-- Start PROVIDED MATERIAL --

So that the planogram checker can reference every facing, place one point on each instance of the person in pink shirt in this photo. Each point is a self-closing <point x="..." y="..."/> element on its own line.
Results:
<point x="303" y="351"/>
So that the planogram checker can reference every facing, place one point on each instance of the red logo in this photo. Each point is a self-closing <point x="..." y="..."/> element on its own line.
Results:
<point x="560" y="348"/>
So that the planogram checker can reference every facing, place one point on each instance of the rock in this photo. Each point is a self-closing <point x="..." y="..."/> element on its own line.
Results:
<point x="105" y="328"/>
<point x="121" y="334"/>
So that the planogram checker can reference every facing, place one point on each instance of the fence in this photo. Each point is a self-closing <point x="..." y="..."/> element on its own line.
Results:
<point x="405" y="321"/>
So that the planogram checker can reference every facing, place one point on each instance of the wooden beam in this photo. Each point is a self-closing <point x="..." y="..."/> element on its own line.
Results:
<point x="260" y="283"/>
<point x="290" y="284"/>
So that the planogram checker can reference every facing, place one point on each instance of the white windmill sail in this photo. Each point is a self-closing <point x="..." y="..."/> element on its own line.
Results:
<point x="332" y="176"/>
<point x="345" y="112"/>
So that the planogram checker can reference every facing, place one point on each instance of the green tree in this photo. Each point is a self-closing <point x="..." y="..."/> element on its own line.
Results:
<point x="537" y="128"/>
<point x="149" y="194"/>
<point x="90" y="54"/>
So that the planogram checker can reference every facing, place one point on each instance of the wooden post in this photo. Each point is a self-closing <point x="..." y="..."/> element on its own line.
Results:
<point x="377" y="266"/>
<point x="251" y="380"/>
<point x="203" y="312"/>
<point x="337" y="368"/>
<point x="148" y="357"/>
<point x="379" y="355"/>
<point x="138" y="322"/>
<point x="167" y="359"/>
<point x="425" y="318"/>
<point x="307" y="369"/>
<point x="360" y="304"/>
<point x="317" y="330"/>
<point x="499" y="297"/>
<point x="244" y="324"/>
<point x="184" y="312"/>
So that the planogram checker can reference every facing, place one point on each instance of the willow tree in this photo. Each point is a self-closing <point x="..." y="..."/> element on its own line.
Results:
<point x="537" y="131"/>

-- End PROVIDED MATERIAL --

INSTRUCTIONS FOR THE TASK
Copy every one of the entries above line for line, with no changes.

FINAL RESULT
So that the planogram checker can reference every facing, place one point on each instance of the person in pink shirt in this photo. Each point is a self-closing <point x="..." y="..."/> element on its own line.
Results:
<point x="303" y="351"/>
So that the planogram checker can reference every facing, place one point on each instance of the red logo in this photo. Each point is a self-closing <point x="..." y="..."/> element on its own line.
Results:
<point x="560" y="348"/>
So that the planogram checker can reference every facing, place one point on each instance of the rock in this photo. Each point is a self-closing <point x="..." y="..."/> element on its own line.
Results:
<point x="105" y="328"/>
<point x="121" y="334"/>
So that the planogram checker can reference every facing, place one point on each instance of the fence in this photo. Each point is a self-closing <point x="..." y="..."/> element on its own line.
Results:
<point x="405" y="321"/>
So that the planogram checker can reference every facing, place one point on each instance of the wooden beam in this photo. Each point is a self-closing <point x="..." y="..."/> element on its own line.
Results:
<point x="260" y="283"/>
<point x="290" y="284"/>
So that the planogram checker can reference every facing, place one point on each instance of the white windmill sail in this photo. Each point is a self-closing <point x="..." y="..."/> element on its own line.
Results:
<point x="332" y="176"/>
<point x="345" y="112"/>
So that the planogram checker can reference every facing, place one point on each instance of the green tree in this photo. Each point is a self-closing <point x="..." y="..."/> element on its own line.
Results:
<point x="537" y="128"/>
<point x="149" y="194"/>
<point x="90" y="54"/>
So that the planogram checker can reference every facing, place one point on each instance of the wooden post in this photo. Each point is a self-closing <point x="..." y="..."/> element on its own line.
Results:
<point x="377" y="266"/>
<point x="251" y="380"/>
<point x="203" y="312"/>
<point x="337" y="368"/>
<point x="148" y="357"/>
<point x="379" y="355"/>
<point x="138" y="322"/>
<point x="167" y="359"/>
<point x="425" y="318"/>
<point x="307" y="369"/>
<point x="360" y="304"/>
<point x="317" y="330"/>
<point x="499" y="297"/>
<point x="244" y="324"/>
<point x="184" y="312"/>
So that the planogram checker can reference every facing, place one point on each instance of the willow tree in this photo. Each point is a self-closing <point x="..." y="..."/> element on its own line.
Results:
<point x="537" y="131"/>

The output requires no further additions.